=== Text provided ===
┌──

The German Council of Economic Experts also pointed to such shifts in its annual report. Council Chair Monika Schnitzer cited rail investments as an example: nine billion euros from the special fund were earmarked for this purpose, but not actually additional funding, since the regular budget allocation was simultaneously reduced by almost six billion euros. In the end, only around three billion euros net remain – a fraction of the announced amount.
North Rhine-Westphalia as a microcosm
The problem is not limited to the federal level. The €100 billion earmarked for states and municipalities from the special fund is subject to similar redistribution mechanisms at the subordinate budget levels. North Rhine-Westphalia, the most populous state, receives approximately €21.1 billion from the state fund—of which around €12.7 billion is to be passed on to municipalities. Which projects will be financed with this money and to what extent they are truly additional remains largely unclear. While the federal government has declared transparency a goal for Finance Minister Lars Klingbeil (SPD)—every member of parliament should know what is happening in their constituency—the institutional control mechanisms that could ensure the additionality requirement is also met at the municipal level are largely lacking.

└──

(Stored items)
┌──

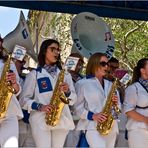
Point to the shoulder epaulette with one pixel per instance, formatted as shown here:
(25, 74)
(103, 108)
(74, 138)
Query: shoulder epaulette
(39, 69)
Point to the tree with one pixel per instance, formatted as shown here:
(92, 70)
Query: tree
(131, 37)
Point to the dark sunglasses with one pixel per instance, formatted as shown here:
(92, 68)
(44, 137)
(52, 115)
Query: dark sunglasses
(103, 64)
(53, 49)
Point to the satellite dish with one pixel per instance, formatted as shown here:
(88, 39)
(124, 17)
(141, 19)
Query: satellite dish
(91, 34)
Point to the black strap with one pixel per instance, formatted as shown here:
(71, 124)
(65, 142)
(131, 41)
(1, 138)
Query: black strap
(143, 86)
(141, 107)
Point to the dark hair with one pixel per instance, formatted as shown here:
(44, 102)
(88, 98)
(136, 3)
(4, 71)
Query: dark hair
(43, 50)
(77, 55)
(93, 63)
(136, 72)
(114, 60)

└──

=== Tasks to carry out ===
**1.** List every sum of money given in euros in the text.
**2.** Write out the text again, starting at the words "North Rhine-Westphalia as" and stopping after "are largely lacking.", and swap "municipalities" for "local governments" throughout.

=== Answers to this exercise ===
**1.**
nine billion euros
almost six billion euros
around three billion euros
€100 billion
approximately €21.1 billion
around €12.7 billion

**2.**
North Rhine-Westphalia as a microcosm
The problem is not limited to the federal level. The €100 billion earmarked for states and local governments from the special fund is subject to similar redistribution mechanisms at the subordinate budget levels. North Rhine-Westphalia, the most populous state, receives approximately €21.1 billion from the state fund—of which around €12.7 billion is to be passed on to local governments. Which projects will be financed with this money and to what extent they are truly additional remains largely unclear. While the federal government has declared transparency a goal for Finance Minister Lars Klingbeil (SPD)—every member of parliament should know what is happening in their constituency—the institutional control mechanisms that could ensure the additionality requirement is also met at the municipal level are largely lacking.